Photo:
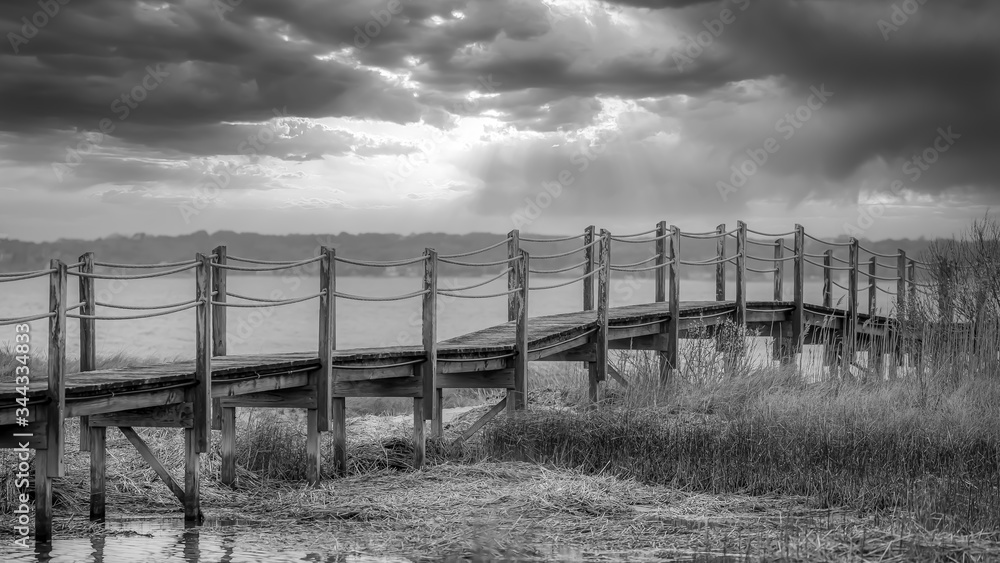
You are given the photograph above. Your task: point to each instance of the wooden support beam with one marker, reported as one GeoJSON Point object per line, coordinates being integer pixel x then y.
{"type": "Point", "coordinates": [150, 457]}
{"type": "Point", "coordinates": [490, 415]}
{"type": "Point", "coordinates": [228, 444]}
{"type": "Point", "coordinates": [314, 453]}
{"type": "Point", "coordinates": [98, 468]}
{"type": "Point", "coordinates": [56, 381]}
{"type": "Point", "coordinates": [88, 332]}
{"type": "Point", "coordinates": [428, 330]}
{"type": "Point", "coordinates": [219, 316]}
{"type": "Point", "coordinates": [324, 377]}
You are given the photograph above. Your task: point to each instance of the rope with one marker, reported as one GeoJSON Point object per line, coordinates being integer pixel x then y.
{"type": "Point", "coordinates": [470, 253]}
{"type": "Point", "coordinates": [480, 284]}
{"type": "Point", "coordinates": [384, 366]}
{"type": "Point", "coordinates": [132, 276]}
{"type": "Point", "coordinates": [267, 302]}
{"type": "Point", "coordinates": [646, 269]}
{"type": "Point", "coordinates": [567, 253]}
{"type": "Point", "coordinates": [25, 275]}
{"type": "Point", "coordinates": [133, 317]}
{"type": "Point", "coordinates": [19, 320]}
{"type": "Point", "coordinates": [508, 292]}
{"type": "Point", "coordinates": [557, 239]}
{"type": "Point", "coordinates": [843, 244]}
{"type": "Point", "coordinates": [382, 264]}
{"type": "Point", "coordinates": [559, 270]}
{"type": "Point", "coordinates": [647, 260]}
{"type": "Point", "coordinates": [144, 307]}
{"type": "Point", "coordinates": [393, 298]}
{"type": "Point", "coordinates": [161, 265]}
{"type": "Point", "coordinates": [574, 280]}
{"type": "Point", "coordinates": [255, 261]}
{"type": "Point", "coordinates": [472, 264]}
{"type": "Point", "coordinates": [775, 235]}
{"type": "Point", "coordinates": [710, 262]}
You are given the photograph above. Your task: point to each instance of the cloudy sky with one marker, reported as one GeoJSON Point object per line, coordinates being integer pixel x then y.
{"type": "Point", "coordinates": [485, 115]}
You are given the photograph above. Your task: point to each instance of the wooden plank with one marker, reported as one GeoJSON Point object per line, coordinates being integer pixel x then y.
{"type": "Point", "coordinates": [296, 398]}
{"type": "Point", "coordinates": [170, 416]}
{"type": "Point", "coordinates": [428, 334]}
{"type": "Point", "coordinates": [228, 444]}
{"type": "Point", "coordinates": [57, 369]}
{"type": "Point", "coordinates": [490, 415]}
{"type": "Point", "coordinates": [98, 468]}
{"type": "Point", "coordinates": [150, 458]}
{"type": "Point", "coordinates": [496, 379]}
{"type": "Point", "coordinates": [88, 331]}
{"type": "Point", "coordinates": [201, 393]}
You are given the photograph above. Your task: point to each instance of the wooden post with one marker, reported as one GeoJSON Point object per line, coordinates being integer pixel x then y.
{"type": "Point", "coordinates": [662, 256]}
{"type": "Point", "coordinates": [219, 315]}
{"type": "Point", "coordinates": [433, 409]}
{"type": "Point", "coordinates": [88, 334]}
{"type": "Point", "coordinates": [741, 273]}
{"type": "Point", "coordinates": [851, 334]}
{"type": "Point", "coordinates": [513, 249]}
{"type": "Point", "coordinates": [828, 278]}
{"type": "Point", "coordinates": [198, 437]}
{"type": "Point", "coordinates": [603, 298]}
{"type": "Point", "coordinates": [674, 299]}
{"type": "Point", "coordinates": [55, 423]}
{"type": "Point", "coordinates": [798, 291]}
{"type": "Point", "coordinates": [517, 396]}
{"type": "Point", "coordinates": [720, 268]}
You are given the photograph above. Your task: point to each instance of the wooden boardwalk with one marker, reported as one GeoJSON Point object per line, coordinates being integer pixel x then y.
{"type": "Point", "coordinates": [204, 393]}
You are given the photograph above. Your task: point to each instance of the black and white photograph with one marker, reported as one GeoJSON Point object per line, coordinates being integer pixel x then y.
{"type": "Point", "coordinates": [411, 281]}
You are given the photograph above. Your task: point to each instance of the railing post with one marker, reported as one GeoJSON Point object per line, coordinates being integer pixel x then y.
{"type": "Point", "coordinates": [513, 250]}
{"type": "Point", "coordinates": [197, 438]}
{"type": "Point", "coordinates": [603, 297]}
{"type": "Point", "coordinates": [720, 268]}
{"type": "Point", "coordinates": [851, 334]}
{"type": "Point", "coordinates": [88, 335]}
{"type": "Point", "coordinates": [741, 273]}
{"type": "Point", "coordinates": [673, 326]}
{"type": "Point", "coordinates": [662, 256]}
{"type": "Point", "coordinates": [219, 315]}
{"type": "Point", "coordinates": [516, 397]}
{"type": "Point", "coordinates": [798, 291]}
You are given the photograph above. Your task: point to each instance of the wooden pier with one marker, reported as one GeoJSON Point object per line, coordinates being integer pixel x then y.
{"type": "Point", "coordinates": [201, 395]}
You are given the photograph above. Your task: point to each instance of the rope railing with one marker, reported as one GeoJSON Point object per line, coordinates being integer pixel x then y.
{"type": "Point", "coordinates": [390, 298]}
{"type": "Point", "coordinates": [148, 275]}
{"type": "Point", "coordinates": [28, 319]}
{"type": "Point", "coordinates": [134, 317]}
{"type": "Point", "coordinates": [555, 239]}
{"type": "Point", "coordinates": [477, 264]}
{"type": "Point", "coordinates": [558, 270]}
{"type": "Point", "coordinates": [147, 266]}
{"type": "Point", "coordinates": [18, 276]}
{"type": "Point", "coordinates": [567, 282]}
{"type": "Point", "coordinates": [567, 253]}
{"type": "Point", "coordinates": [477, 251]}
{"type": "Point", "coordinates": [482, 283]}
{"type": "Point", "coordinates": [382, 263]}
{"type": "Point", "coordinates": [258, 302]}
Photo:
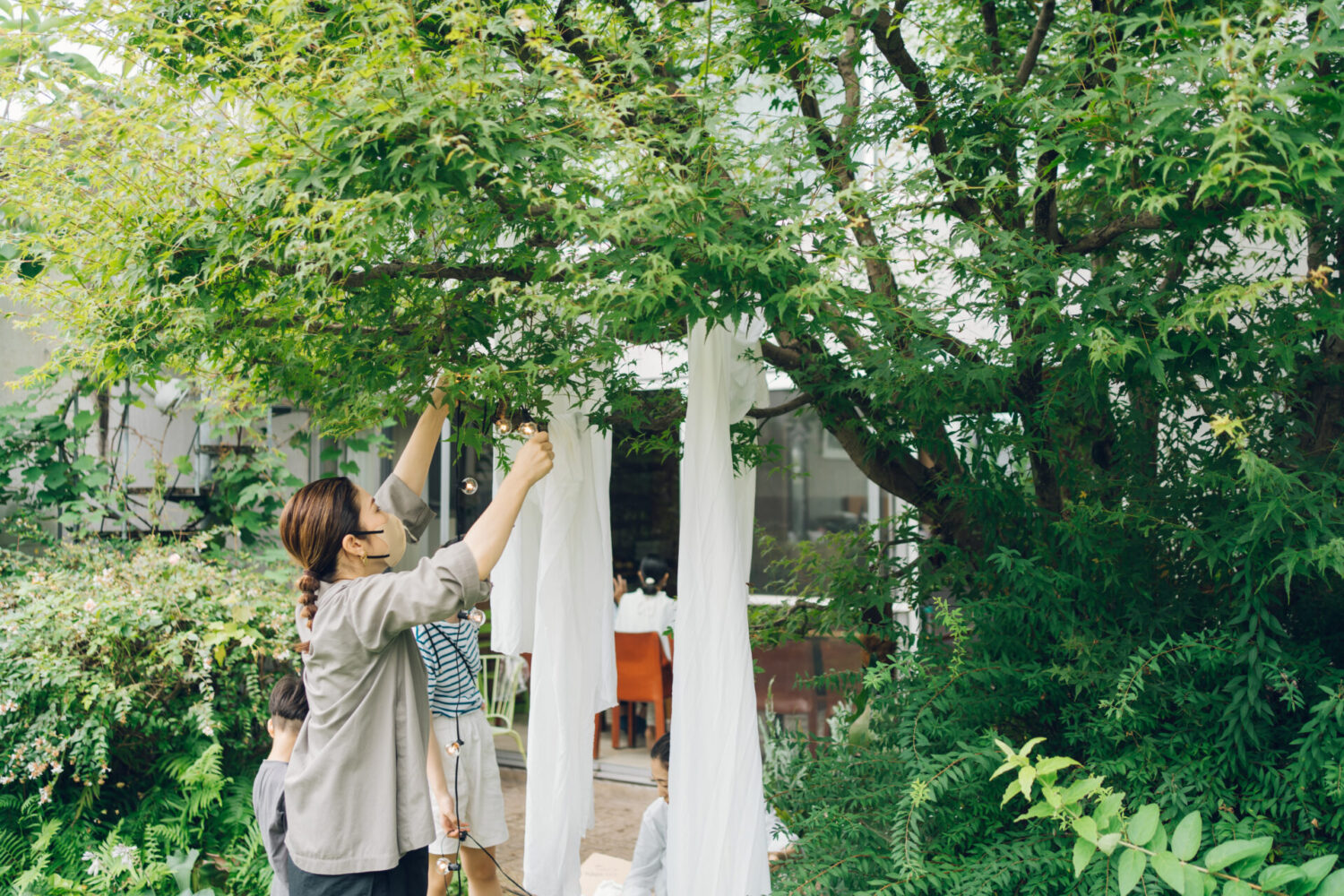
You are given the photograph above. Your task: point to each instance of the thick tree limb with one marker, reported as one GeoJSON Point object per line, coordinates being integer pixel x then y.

· · · · ·

(The exercise) Repeat the listing in full and exactly. Do not include any images.

(Exercise solution)
Photo:
You are given the photograph above. Your task: point to each instance of the wooden support beam with one marker, reported as one GeoJSON Point object per line, coordinates being integer pixel x then y.
{"type": "Point", "coordinates": [150, 457]}
{"type": "Point", "coordinates": [490, 415]}
{"type": "Point", "coordinates": [228, 444]}
{"type": "Point", "coordinates": [314, 453]}
{"type": "Point", "coordinates": [98, 468]}
{"type": "Point", "coordinates": [56, 381]}
{"type": "Point", "coordinates": [88, 332]}
{"type": "Point", "coordinates": [428, 330]}
{"type": "Point", "coordinates": [219, 316]}
{"type": "Point", "coordinates": [324, 377]}
You are given the photograph above. Your task: point to each instance of the rope with one marker, reported as one GeoJSON Point object per line, coordinates being integer pixel x then y.
{"type": "Point", "coordinates": [470, 253]}
{"type": "Point", "coordinates": [480, 284]}
{"type": "Point", "coordinates": [384, 366]}
{"type": "Point", "coordinates": [132, 276]}
{"type": "Point", "coordinates": [267, 302]}
{"type": "Point", "coordinates": [646, 269]}
{"type": "Point", "coordinates": [567, 253]}
{"type": "Point", "coordinates": [25, 275]}
{"type": "Point", "coordinates": [133, 317]}
{"type": "Point", "coordinates": [19, 320]}
{"type": "Point", "coordinates": [508, 292]}
{"type": "Point", "coordinates": [557, 239]}
{"type": "Point", "coordinates": [843, 244]}
{"type": "Point", "coordinates": [382, 264]}
{"type": "Point", "coordinates": [559, 270]}
{"type": "Point", "coordinates": [647, 260]}
{"type": "Point", "coordinates": [144, 307]}
{"type": "Point", "coordinates": [393, 298]}
{"type": "Point", "coordinates": [161, 265]}
{"type": "Point", "coordinates": [574, 280]}
{"type": "Point", "coordinates": [255, 261]}
{"type": "Point", "coordinates": [472, 264]}
{"type": "Point", "coordinates": [775, 235]}
{"type": "Point", "coordinates": [710, 262]}
You are given the photograph above. Your task: point to each instance of the cloudy sky with one marker, reported as one GeoJSON Point object per line, coordinates being integer pixel x then y.
{"type": "Point", "coordinates": [485, 115]}
You are given the photograph above. Your task: point to each instance of the wooden plank with one marker, reported as one GeoJSON Point object per line, coordinates being integer pixel x then y.
{"type": "Point", "coordinates": [296, 398]}
{"type": "Point", "coordinates": [170, 416]}
{"type": "Point", "coordinates": [428, 334]}
{"type": "Point", "coordinates": [228, 444]}
{"type": "Point", "coordinates": [57, 369]}
{"type": "Point", "coordinates": [490, 415]}
{"type": "Point", "coordinates": [98, 468]}
{"type": "Point", "coordinates": [150, 458]}
{"type": "Point", "coordinates": [496, 379]}
{"type": "Point", "coordinates": [88, 331]}
{"type": "Point", "coordinates": [201, 393]}
You are given the photograph above. Your task: point to each instance of the wooden post with one marker, reported as one GeoJSON Point object per line, coordinates being integer pixel x then y.
{"type": "Point", "coordinates": [662, 256]}
{"type": "Point", "coordinates": [219, 315]}
{"type": "Point", "coordinates": [433, 409]}
{"type": "Point", "coordinates": [88, 334]}
{"type": "Point", "coordinates": [741, 273]}
{"type": "Point", "coordinates": [851, 334]}
{"type": "Point", "coordinates": [513, 249]}
{"type": "Point", "coordinates": [828, 278]}
{"type": "Point", "coordinates": [198, 437]}
{"type": "Point", "coordinates": [603, 298]}
{"type": "Point", "coordinates": [674, 299]}
{"type": "Point", "coordinates": [55, 423]}
{"type": "Point", "coordinates": [798, 291]}
{"type": "Point", "coordinates": [517, 396]}
{"type": "Point", "coordinates": [720, 268]}
You are given the photograph above. Your task: point to each instance of the wooden boardwalk with one marker, reported as one GeoJSON Point object per line, coordinates being integer pixel x then y.
{"type": "Point", "coordinates": [204, 393]}
You are given the photograph above. Your task: point to each instance of the black and white photograph with one marker, reported as one GeoJSON Point object per line, coordinates being integer pixel x then y.
{"type": "Point", "coordinates": [411, 281]}
You are given the photograph above. Your task: point to each instance of the railing post with one marker, reported as one GeoJSON Point object per line, coordinates being integer pixel x then y.
{"type": "Point", "coordinates": [513, 250]}
{"type": "Point", "coordinates": [197, 438]}
{"type": "Point", "coordinates": [603, 297]}
{"type": "Point", "coordinates": [720, 268]}
{"type": "Point", "coordinates": [851, 334]}
{"type": "Point", "coordinates": [88, 335]}
{"type": "Point", "coordinates": [741, 273]}
{"type": "Point", "coordinates": [673, 326]}
{"type": "Point", "coordinates": [662, 256]}
{"type": "Point", "coordinates": [219, 315]}
{"type": "Point", "coordinates": [516, 397]}
{"type": "Point", "coordinates": [798, 291]}
You are given the photograph above. Your task: point to each instance of the wooden pier with one marker, reported as one GeoJSON Point object per line, coordinates being integer pixel x then y.
{"type": "Point", "coordinates": [201, 395]}
You are given the photograph above. Your task: point to each instance of the rope railing with one marker, reported as one GeoJSON Point object per line, coordinates being integer pixel x then y.
{"type": "Point", "coordinates": [390, 298]}
{"type": "Point", "coordinates": [148, 275]}
{"type": "Point", "coordinates": [28, 319]}
{"type": "Point", "coordinates": [134, 317]}
{"type": "Point", "coordinates": [555, 239]}
{"type": "Point", "coordinates": [477, 264]}
{"type": "Point", "coordinates": [558, 270]}
{"type": "Point", "coordinates": [147, 266]}
{"type": "Point", "coordinates": [18, 276]}
{"type": "Point", "coordinates": [567, 282]}
{"type": "Point", "coordinates": [567, 253]}
{"type": "Point", "coordinates": [477, 251]}
{"type": "Point", "coordinates": [482, 283]}
{"type": "Point", "coordinates": [382, 263]}
{"type": "Point", "coordinates": [258, 302]}
Photo:
You are given the photograph above. Your task: point to each instance of the thick tree limb with one marker, reported as one GeoJSON Point object per line, coordinates being integer pixel x then y.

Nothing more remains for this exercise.